_Exercise input_.
=== Begin Enclosure ===

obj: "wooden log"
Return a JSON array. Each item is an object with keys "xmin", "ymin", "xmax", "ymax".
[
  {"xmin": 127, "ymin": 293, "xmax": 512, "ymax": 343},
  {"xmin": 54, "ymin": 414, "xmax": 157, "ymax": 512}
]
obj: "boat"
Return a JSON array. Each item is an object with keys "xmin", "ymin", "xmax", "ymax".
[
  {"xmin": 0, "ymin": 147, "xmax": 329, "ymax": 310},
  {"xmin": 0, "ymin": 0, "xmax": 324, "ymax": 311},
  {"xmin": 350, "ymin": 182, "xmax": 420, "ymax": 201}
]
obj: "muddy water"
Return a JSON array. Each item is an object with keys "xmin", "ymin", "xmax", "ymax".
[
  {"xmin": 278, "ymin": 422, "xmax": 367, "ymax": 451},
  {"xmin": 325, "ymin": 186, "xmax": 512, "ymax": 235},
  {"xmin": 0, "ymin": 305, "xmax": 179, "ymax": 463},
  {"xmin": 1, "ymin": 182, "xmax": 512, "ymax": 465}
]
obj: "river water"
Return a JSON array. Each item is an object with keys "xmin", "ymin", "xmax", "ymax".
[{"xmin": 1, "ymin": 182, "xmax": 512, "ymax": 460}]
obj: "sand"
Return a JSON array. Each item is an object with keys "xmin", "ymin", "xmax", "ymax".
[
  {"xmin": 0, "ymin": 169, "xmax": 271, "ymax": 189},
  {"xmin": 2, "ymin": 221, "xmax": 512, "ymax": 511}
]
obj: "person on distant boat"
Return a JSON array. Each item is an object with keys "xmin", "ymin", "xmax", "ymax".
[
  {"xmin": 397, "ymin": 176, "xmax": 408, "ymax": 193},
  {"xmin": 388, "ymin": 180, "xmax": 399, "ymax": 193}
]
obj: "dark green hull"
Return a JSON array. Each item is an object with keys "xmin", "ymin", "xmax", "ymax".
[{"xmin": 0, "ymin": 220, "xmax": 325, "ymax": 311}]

=== End Enclosure ===

_Try it_.
Would you copy out each record precisely as it stands?

_Task answer_.
obj: "wooden log"
Return a JSON array. Each item is an object with keys "xmin", "ymin", "xmax", "ymax".
[
  {"xmin": 127, "ymin": 293, "xmax": 512, "ymax": 343},
  {"xmin": 54, "ymin": 414, "xmax": 157, "ymax": 512}
]
obj: "boat"
Return a JSON array. Each item is an object with keys "xmin", "ymin", "xmax", "ymax".
[
  {"xmin": 0, "ymin": 147, "xmax": 329, "ymax": 310},
  {"xmin": 0, "ymin": 0, "xmax": 324, "ymax": 311},
  {"xmin": 350, "ymin": 182, "xmax": 420, "ymax": 201}
]
obj: "muddy water"
Return a JSON array. Each item is an object with keys "xmin", "ymin", "xmax", "ymax".
[
  {"xmin": 278, "ymin": 422, "xmax": 367, "ymax": 451},
  {"xmin": 325, "ymin": 186, "xmax": 512, "ymax": 235},
  {"xmin": 0, "ymin": 305, "xmax": 179, "ymax": 463},
  {"xmin": 1, "ymin": 182, "xmax": 512, "ymax": 465}
]
obj: "river water"
Return a JSON array. Each item is an object with keys "xmin", "ymin", "xmax", "ymax".
[{"xmin": 1, "ymin": 182, "xmax": 512, "ymax": 460}]
obj: "sand"
Return a JSON array. Each item is an object with keys "xmin", "ymin", "xmax", "ymax".
[
  {"xmin": 0, "ymin": 169, "xmax": 271, "ymax": 189},
  {"xmin": 2, "ymin": 221, "xmax": 512, "ymax": 511}
]
obj: "person on distant boat"
Return a JSON array. Each item is an object with keys "xmin", "ymin", "xmax", "ymax".
[
  {"xmin": 397, "ymin": 176, "xmax": 408, "ymax": 193},
  {"xmin": 388, "ymin": 180, "xmax": 399, "ymax": 193}
]
obj: "dark green hull"
Return a JSON array. Each item is an object with keys "xmin", "ymin", "xmax", "ymax".
[{"xmin": 0, "ymin": 220, "xmax": 325, "ymax": 311}]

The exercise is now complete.